═══ Excerpted records

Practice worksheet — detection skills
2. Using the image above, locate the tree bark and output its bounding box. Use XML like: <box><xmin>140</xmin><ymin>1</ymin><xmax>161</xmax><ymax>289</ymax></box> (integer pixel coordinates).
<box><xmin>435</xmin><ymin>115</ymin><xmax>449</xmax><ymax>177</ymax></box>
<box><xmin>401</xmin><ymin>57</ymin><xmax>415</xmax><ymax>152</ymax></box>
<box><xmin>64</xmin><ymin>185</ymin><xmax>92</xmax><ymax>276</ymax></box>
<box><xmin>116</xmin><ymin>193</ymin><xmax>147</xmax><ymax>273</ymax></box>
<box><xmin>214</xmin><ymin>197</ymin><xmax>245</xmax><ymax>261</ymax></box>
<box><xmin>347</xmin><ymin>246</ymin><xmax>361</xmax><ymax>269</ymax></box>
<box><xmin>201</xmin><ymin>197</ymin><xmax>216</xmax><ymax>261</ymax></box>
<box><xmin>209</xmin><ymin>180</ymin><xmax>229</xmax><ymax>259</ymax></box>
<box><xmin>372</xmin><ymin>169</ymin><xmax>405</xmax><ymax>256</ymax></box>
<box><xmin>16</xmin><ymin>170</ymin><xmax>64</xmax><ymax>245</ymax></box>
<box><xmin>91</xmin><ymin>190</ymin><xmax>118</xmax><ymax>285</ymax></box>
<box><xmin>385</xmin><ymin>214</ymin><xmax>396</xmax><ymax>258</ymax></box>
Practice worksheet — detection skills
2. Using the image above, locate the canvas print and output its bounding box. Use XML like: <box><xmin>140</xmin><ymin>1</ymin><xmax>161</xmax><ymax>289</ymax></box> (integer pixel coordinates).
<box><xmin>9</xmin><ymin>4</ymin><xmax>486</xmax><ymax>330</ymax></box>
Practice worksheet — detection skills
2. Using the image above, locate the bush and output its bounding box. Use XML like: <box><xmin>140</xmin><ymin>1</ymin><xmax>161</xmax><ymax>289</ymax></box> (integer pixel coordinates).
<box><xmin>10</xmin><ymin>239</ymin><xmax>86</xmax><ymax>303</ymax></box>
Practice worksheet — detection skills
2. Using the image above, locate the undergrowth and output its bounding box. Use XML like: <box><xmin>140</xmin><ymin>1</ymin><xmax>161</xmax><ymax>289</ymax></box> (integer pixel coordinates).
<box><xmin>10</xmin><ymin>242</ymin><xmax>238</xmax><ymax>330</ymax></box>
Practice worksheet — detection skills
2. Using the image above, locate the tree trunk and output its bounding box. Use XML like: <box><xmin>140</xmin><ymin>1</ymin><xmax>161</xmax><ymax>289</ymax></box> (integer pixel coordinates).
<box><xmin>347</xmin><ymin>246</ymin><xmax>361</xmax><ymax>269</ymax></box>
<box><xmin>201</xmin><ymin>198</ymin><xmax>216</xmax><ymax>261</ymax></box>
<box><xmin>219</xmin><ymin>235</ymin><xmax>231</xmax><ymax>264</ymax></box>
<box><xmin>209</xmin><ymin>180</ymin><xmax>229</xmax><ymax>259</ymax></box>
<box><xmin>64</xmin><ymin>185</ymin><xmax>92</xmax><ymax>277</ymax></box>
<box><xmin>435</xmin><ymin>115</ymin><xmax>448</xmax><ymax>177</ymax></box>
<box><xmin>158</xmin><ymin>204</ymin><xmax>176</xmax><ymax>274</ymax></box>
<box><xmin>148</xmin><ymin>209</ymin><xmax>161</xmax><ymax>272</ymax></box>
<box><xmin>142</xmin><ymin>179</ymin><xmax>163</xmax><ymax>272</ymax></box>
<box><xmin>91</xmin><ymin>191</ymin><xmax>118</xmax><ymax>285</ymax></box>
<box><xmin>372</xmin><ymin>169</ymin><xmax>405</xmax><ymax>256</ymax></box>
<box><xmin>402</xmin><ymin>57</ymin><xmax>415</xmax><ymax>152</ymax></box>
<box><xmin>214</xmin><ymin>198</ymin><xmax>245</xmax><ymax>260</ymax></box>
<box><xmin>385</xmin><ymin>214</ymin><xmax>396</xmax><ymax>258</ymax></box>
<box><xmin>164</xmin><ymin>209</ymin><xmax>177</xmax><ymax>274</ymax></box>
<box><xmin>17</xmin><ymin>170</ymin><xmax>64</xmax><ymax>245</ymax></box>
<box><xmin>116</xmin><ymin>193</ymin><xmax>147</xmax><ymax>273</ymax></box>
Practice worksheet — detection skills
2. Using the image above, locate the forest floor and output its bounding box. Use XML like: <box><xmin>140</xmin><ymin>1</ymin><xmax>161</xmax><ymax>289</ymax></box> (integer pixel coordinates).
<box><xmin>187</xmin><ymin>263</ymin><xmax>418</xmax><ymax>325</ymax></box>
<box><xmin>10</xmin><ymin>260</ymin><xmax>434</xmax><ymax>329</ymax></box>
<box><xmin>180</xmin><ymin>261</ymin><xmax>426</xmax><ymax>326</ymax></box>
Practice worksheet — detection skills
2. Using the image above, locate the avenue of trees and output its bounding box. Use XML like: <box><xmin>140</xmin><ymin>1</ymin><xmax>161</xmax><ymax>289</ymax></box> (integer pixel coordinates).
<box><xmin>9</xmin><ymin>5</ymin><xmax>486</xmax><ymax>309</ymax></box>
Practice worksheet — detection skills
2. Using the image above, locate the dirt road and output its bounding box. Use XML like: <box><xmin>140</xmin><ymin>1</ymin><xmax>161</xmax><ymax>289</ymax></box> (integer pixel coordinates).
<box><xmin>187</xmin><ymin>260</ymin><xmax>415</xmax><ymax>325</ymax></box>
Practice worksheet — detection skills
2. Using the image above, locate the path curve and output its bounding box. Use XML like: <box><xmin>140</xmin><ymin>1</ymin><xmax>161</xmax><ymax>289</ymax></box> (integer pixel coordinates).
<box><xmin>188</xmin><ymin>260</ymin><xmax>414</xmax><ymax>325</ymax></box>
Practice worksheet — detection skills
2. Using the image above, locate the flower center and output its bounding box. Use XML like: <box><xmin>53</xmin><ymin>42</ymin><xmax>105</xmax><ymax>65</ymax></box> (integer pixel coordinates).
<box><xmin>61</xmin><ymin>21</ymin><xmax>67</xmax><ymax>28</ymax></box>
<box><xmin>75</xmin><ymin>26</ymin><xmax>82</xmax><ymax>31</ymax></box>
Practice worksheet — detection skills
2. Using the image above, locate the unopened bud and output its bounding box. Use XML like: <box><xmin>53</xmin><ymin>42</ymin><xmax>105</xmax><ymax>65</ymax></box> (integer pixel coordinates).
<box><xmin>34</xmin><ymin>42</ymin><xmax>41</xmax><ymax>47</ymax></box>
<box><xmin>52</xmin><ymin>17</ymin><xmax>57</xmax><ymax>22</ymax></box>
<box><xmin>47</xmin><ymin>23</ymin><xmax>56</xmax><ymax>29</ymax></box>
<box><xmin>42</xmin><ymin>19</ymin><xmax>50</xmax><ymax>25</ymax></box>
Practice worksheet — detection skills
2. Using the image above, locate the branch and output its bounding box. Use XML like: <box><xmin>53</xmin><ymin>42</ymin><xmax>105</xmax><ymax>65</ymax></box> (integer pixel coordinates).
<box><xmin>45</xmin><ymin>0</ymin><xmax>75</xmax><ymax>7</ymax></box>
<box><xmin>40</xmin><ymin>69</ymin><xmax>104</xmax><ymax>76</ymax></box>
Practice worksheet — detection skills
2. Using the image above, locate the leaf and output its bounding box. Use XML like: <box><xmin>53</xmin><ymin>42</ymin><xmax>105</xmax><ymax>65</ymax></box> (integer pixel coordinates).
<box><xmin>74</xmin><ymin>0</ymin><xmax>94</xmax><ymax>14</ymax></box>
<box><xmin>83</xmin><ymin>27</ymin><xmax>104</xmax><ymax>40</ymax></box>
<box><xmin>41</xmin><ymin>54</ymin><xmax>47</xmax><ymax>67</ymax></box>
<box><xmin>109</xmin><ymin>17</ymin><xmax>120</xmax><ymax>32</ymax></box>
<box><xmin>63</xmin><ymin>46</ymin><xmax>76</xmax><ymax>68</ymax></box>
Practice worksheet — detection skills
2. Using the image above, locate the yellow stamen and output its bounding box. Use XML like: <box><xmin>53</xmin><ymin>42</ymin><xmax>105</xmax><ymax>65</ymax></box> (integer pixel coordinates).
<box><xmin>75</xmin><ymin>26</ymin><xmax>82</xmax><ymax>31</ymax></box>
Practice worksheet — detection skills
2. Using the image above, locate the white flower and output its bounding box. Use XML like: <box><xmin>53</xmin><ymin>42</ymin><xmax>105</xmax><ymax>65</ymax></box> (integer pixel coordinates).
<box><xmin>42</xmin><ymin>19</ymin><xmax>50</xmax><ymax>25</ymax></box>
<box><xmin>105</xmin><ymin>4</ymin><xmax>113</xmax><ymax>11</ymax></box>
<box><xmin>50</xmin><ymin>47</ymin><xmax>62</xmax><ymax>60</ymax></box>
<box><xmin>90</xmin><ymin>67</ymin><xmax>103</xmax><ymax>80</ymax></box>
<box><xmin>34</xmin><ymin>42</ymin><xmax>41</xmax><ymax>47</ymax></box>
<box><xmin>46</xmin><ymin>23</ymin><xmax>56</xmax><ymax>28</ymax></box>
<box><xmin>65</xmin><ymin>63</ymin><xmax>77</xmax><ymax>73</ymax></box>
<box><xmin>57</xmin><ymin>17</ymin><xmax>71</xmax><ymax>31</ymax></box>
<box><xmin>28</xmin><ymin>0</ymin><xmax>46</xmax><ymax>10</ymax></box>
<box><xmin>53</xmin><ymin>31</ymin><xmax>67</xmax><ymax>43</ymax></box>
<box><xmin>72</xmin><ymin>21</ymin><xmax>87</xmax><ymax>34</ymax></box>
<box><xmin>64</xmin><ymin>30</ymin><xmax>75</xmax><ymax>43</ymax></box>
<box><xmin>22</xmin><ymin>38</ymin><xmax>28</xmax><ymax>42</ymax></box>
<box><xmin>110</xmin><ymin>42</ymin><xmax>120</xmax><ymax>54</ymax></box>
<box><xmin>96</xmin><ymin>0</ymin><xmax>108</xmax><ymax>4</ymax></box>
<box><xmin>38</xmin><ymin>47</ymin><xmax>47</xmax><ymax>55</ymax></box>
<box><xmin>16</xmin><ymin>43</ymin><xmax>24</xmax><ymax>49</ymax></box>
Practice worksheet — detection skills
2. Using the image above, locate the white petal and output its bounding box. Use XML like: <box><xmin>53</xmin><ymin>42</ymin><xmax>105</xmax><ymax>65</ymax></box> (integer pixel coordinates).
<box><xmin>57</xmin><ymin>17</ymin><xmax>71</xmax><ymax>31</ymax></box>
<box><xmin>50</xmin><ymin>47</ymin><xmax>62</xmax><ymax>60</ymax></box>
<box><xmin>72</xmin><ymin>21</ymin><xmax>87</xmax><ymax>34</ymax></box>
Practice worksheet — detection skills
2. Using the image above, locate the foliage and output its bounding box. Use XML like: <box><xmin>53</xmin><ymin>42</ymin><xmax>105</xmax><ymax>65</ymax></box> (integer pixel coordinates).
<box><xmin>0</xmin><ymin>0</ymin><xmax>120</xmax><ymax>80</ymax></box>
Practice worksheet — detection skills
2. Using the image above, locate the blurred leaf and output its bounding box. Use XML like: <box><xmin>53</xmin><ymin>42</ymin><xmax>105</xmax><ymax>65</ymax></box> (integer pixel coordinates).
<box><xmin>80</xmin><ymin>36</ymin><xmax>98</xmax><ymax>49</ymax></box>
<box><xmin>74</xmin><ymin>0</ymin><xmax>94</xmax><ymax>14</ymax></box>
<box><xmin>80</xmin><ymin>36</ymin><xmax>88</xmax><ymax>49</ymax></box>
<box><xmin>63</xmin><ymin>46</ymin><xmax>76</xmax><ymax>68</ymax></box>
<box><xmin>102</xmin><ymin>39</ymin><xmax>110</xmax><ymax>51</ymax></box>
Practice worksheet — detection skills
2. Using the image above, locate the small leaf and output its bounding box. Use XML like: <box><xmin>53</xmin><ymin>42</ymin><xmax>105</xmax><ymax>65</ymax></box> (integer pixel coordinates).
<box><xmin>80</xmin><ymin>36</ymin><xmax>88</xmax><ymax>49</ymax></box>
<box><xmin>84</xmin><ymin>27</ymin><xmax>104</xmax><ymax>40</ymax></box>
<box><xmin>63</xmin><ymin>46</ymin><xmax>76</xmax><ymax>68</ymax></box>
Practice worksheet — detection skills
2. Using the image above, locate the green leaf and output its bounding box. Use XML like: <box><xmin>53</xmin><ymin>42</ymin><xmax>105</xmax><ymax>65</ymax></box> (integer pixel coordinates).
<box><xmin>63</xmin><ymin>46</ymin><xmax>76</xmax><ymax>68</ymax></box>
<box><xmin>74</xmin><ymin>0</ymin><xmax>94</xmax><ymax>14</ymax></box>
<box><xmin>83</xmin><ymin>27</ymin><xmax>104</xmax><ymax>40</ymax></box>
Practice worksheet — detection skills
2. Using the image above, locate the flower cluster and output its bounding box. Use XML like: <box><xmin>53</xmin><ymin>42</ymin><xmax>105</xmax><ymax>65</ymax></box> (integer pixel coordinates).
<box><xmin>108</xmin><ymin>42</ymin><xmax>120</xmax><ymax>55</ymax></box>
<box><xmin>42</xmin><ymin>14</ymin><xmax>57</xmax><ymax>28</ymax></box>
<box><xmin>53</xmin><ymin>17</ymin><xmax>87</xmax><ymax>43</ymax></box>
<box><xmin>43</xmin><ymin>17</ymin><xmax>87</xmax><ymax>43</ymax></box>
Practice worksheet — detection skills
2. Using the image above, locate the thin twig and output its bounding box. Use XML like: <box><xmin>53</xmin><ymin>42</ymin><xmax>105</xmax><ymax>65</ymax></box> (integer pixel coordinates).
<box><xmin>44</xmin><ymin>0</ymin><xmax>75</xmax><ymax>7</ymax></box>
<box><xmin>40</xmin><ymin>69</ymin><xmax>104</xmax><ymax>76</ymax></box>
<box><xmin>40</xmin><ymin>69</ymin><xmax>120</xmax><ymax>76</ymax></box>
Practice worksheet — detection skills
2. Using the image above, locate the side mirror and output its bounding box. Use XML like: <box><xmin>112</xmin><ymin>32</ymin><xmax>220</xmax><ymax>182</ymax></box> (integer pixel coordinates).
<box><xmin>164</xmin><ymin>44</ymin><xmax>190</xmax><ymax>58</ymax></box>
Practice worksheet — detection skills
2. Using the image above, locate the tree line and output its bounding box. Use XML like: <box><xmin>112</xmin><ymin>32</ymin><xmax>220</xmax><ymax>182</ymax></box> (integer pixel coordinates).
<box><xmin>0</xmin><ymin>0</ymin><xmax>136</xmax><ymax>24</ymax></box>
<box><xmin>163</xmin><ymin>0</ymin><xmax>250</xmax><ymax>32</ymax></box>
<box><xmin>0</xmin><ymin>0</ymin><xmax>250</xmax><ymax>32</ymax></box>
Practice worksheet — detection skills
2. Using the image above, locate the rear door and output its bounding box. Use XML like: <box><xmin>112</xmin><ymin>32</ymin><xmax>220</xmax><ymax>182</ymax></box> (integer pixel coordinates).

══════

### Written task
Format the material above, from its first line through the line containing "2. Using the image above, locate the tree bark", as a Markdown table with the columns Entry and Text. Put a row number in Entry and the line in Text, and leave out blank lines.

### Answer to the exercise
| Entry | Text |
|---|---|
| 1 | Practice worksheet — detection skills |
| 2 | 2. Using the image above, locate the tree bark and output its bounding box. Use XML like: <box><xmin>140</xmin><ymin>1</ymin><xmax>161</xmax><ymax>289</ymax></box> (integer pixel coordinates). |